COLUMNISTA: Pepocles de Antioquía
Hay que vencer el pesimismo que nos aqueja, puesto que es una distorsión de la realidad de corte tremendista, pero la solución no estriba en ese optimismo “happy flower” de sueños enflautados, de ver un mundo de color nimbo pálido y trufado de elefantes rosas, en el que “salir de tu zona de confort” te transformará en una versión mejorada de Hércules, en un discípulo aventajado de Ares y en el hijo predilecto de Alejandro Magno, en el que si te esfuerzas, “conseguirás todo lo que te propongas”, hasta hacer entrar en pánico a Amancio Ortega bajo la llama de tu “éxito”.
Es cierto que tenemos que vivir con más gotas de optimismo que de pesimismo, de positividad que de negatividad, de lucha que de derrota, de inquietud que de quietismo, de espíritu soñador que de parálisis, de alegría que de apatía, que hemos de realizar ímprobos esfuerzos por buscar la ilusión en medio de la adversidad y por recostarnos en los brazos de la Esperanza, por ver ese rayo de luz que perfora los negros nubarrones en cualquier situación y que siempre existe por tenue que sea. La Esperanza y la ilusión son dos ejes sobre los que tiene que gravitar nuestra actitud ante los embates y avatares de la vida. Pongamos énfasis en ello. “Al mal tiempo, buena cara”, dice el refrán.

LISTADO DE DATOS:
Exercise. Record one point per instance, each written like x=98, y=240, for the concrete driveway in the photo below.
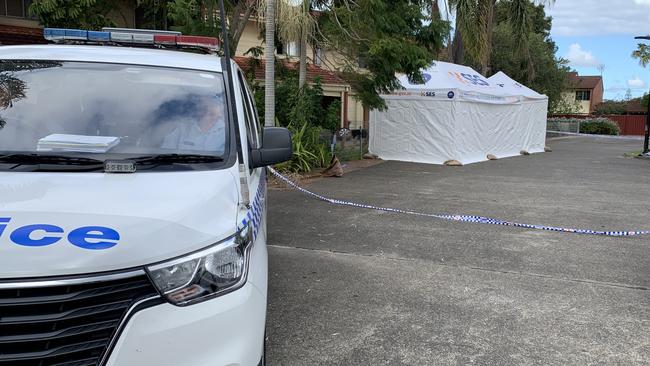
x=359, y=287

---

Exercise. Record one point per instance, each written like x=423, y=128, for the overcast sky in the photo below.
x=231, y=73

TAREA: Prolonga la columna sobre el optimismo y el pesimismo a partir de su última frase, con el mismo tono y estilo.

RESPUESTA:
Ahora bien, no caigamos en la tentación de confundir Esperanza e ilusión con megalomanía (manía o delirio de grandeza), ni nos dejemos fascinar por la filosofía del “think big” (piensa a lo grande).
La actitud del mileurista con mentalidad de Steve Jobs, arrolladoramente de moda en la sociedad de nuestro tiempo, es otra distorsión de la realidad, por muy “positiva”, “proactiva” y “dinámica”que nos la pinten; y por mucho que traten de dibujar como un aguafiestas retrógrado de la edad de piedra a quien no se deje atrapar por esta “tendencia” onírica de “pensamiento positivo”. De hecho, este autoengaño platónico nos empuja a vivir en una ensoñación que pocas veces llega, lo cual genera frustración en quien no consigue alcanzar su retahíla de metas irrealizables. Además, este anhelo por lograr objetivos inalcanzables desata una ambición desmedida (hýbris), una insana competitividad que nos arrastra a codiciar con fruición los logros ajenos (algo parecido a lo que René Girard definió como “mimesis”), una frenética adicción al trabajo y una pulsión hacia abandonar los principios morales por mor del “éxito”.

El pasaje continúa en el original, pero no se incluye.